[OEFENDOEL]
Schrijf het fragment over Zweedse zuigtabak opnieuw uit van "Prejudiciële vragen gesteld" tot "geen commercieel belang." en vervang daarin "liefdadigheidsinstelling" door "goededoelenorganisatie".

Gepubliceerd op woensdag 24 mei 2017
LS&R 1454
Hof van Justitie EU ||
9 mrt 2017
Hof van Justitie EU 9 mrt 2017, LS&R 1454; (Zuigtabak), https://lsenr.nl/artikelen/prejudici-le-vraag-of-zweedse-zuigtabak-in-het-verenigd-koninkrijk-in-de-handel-mag-worden-gebracht

Prejudiciële vraag of Zweedse zuigtabak in het Verenigd Koninkrijk in de handel mag worden gebracht

Prejudiciële vragen gesteld aan HvJ EU 9 maart 2017, LS&R 1454; RB 2869; C-151/17(Zuigtabak) Verzoekster is een ZWE NV die haar omzet haalt uit ‘rookloze tabaksproducten’ waaronder ‘snus’ (zuigtabak). Verweerder is VK MinVWS en interveniënte in de zaak is de New Nicotine Alliance (NNA). In een nieuwe VK-regeling (in werking 20-05-2016, de uitvoering van RL 2014/40) is het produceren of leveren van tabak voor oraal gebruik verboden. Van dit verbod is ZWE uitgezonderd. Verzoekster stelt 30-06-2016 een vordering in waarmee zij tegen de VK-regeling opkomt. NNA is een geregistreerde liefdadigheidsinstelling die zich inzet voor de volksgezondheid. Zij tracht tabaksschade te beperken, dat wil zeggen de beperking van schade als gevolg van het roken van sigaretten zonder noodzakelijkerwijs het gebruik van nicotine op te geven. Zij richt zich op de consument, heeft geen commercieel belang.

In de verwijzingsbeschikking wordt uitgebreid uiteengezet hoe snus (in ZWE) wordt vervaardigd en hoe het wordt gebruikt. De productie is als een levensmiddel geregeld. Na de import in VK van VS-zuigtabak (door US tobacco) werden in december 1989 in VK de Oral Snuff (Safety) Regulations vastgesteld waarin een tijdschema werd opgenomen voor een verbod op de zuigtabak. In 1990 heeft US Tobacco een zaak aanhangig gemaakt waarop de regelingen nietig werden verklaard omdat US Tobacco niet was gevraagd opmerkingen in te dienen. In de EU is in 1992 (in RL 92/41) tabak voor oraal gebruik (waar snus onder valt) verboden. In 1995 wordt (o.a.) ZWE LS. In de toetredingsakte van ZWE is een uitzondering gemaakt voor het in de handel brengen van tabak voor oraal gebruik (RL 89/622). In 2010 heeft de EURCIE na een consultatieronde een rapport uitgebracht waarin onvoldoende wetenschappelijk bewijs werd geconstateerd voor gebruik van snus als stopondersteuning maar in tegendeel ook afhankelijkheid creëert. In 2012 dient de EURCIE een voorstel in voor een herziene tabaksRL in die in april 2014 wordt aangenomen (RL 2014/40). Artikel 17 verbiedt het in de handel brengen van tabak voor oraal gebruik. In het VK worden de oude regelingen in mei 2016 door de nieuwe regelgeving (uit RL 2014/40) vervangen. Verzoekster stelt dat het algemene verbod op het in de handel brengen van snus in VK in strijd is met EU-recht. De in C-210/03 door het HvJEU gevolgde redenering is niet langer van toepassing.

Records uit de dataset:
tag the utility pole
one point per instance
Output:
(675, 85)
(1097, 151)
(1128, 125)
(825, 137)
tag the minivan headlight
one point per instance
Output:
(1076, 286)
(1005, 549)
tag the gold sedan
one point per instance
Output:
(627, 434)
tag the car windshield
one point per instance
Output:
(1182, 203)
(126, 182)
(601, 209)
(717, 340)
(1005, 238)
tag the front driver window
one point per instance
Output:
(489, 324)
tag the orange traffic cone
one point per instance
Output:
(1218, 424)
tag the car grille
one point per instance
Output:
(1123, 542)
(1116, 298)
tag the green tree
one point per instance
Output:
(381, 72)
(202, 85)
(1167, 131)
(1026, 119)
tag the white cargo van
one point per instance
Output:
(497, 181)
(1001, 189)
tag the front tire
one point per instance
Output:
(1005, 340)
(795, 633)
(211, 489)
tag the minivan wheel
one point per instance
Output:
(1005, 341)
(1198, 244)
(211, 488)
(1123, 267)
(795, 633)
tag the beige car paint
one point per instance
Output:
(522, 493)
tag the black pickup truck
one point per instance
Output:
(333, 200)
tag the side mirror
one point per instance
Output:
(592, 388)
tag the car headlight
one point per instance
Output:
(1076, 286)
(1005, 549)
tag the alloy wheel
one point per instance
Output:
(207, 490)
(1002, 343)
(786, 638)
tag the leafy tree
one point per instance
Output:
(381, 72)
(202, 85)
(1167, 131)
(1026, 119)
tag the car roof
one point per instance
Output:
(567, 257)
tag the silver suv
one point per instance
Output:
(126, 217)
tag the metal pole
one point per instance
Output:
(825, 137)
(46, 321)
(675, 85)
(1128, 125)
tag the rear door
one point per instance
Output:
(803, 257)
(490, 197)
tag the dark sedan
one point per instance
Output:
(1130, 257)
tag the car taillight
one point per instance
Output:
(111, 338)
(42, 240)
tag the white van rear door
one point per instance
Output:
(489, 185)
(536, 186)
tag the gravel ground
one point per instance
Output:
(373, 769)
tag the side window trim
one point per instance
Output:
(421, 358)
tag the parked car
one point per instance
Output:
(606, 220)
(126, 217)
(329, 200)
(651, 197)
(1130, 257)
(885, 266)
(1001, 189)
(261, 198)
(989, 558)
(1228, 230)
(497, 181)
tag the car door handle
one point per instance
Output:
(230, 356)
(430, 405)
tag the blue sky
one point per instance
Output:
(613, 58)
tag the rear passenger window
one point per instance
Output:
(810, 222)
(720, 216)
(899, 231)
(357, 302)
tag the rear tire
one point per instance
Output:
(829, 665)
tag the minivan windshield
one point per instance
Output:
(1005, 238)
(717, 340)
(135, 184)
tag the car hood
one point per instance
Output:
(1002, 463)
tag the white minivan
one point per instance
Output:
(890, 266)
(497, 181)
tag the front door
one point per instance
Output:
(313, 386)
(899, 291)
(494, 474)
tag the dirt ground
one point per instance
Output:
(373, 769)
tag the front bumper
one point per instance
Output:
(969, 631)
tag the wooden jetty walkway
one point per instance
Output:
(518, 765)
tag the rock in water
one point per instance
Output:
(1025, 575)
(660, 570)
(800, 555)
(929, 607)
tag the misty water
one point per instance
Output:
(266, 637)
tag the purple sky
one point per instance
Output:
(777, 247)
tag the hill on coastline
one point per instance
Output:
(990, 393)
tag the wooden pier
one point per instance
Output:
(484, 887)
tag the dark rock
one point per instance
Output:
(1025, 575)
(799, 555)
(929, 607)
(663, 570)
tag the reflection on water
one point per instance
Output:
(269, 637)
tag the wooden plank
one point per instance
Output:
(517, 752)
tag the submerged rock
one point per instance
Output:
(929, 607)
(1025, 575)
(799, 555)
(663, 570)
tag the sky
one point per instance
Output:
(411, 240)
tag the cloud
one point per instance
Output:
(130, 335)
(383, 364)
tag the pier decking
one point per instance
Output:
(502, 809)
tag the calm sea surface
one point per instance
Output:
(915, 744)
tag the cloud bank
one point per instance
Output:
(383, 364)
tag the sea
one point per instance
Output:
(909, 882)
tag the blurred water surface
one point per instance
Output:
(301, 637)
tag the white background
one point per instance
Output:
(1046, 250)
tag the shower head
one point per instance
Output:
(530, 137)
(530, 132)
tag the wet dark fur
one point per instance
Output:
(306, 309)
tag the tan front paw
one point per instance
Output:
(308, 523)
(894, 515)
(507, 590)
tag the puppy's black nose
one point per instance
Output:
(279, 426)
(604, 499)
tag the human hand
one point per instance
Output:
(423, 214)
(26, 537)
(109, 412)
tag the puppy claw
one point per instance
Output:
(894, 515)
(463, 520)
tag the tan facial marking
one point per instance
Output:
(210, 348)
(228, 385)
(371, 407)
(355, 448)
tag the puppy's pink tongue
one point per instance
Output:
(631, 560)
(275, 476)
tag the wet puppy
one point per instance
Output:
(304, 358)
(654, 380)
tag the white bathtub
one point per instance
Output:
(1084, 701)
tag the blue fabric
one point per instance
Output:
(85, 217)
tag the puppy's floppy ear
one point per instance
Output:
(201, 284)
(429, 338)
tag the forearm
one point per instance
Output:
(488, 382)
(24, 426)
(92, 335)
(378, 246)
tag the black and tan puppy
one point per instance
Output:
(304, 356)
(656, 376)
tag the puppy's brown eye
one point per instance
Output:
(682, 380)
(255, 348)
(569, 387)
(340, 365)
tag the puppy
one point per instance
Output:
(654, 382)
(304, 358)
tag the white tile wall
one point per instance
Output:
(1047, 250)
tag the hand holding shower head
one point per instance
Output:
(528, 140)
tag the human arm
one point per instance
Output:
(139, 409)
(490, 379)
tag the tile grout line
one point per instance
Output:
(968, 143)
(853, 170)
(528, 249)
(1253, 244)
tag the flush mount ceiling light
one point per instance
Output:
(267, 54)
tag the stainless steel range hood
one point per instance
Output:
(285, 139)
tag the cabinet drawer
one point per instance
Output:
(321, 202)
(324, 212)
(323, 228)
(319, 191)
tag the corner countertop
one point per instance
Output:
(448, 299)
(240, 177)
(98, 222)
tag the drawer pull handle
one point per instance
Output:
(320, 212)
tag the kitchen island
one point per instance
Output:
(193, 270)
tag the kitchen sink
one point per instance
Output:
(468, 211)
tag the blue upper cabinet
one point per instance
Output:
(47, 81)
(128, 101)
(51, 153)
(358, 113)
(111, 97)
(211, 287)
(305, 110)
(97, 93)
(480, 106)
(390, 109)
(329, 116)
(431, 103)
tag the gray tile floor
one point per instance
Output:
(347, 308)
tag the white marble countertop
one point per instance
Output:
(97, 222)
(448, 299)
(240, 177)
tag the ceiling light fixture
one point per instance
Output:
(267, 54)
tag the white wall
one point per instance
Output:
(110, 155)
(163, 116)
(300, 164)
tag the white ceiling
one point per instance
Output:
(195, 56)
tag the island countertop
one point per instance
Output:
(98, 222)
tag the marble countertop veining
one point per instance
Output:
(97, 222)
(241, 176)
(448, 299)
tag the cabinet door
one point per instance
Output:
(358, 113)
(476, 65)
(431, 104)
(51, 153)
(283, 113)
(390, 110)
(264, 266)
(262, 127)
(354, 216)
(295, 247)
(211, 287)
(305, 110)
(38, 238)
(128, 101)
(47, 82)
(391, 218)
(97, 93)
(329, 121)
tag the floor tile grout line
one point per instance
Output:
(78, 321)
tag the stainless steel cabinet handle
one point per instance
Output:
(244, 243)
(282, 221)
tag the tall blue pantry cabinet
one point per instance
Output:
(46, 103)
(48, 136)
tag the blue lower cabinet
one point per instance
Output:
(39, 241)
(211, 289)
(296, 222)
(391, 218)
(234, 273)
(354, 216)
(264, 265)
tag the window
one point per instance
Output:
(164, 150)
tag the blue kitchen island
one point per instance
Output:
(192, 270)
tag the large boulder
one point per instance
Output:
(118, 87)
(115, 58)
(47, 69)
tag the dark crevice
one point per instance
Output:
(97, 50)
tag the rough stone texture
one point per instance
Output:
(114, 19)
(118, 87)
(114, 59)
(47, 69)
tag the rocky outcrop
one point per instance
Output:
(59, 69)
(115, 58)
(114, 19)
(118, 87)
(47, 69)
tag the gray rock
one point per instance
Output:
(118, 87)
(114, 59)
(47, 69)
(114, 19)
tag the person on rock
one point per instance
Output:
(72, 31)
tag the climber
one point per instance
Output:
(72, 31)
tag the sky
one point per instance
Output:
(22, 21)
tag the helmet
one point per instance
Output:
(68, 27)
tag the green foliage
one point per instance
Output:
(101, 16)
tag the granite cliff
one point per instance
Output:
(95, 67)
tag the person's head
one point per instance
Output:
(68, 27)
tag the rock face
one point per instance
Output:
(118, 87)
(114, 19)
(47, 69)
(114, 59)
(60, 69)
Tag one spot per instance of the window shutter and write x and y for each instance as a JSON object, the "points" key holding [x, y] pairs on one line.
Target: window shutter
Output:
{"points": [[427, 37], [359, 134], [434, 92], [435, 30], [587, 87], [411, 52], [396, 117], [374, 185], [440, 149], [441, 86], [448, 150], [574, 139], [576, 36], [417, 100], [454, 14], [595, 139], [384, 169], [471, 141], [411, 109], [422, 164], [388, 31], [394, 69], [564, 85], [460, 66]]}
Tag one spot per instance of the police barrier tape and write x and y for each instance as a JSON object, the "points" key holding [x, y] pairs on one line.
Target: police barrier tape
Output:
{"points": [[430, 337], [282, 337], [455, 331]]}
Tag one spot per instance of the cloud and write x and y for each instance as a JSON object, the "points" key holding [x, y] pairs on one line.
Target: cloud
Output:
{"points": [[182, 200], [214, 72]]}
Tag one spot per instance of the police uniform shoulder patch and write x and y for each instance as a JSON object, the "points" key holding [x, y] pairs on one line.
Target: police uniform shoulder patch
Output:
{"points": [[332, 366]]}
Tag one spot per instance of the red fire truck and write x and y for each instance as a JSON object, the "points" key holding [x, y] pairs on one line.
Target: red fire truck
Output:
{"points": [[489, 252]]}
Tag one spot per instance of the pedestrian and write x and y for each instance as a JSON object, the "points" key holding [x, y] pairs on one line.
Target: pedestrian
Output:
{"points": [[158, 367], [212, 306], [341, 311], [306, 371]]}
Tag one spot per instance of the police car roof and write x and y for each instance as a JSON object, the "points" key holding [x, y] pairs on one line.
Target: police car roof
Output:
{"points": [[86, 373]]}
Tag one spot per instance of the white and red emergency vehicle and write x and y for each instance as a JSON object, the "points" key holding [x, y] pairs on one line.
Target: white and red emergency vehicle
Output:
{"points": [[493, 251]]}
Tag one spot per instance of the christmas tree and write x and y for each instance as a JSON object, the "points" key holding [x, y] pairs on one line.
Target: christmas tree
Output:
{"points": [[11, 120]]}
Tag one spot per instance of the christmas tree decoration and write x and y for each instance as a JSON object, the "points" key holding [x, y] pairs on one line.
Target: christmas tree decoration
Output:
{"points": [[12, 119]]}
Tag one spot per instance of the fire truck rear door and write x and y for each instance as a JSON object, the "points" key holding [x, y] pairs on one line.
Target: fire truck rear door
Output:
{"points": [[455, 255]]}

[UITGEWERKTE OEFENING]
Prejudiciële vragen gesteld aan HvJ EU 9 maart 2017, LS&R 1454; RB 2869; C-151/17(Zuigtabak) Verzoekster is een ZWE NV die haar omzet haalt uit ‘rookloze tabaksproducten’ waaronder ‘snus’ (zuigtabak). Verweerder is VK MinVWS en interveniënte in de zaak is de New Nicotine Alliance (NNA). In een nieuwe VK-regeling (in werking 20-05-2016, de uitvoering van RL 2014/40) is het produceren of leveren van tabak voor oraal gebruik verboden. Van dit verbod is ZWE uitgezonderd. Verzoekster stelt 30-06-2016 een vordering in waarmee zij tegen de VK-regeling opkomt. NNA is een geregistreerde goededoelenorganisatie die zich inzet voor de volksgezondheid. Zij tracht tabaksschade te beperken, dat wil zeggen de beperking van schade als gevolg van het roken van sigaretten zonder noodzakelijkerwijs het gebruik van nicotine op te geven. Zij richt zich op de consument, heeft geen commercieel belang.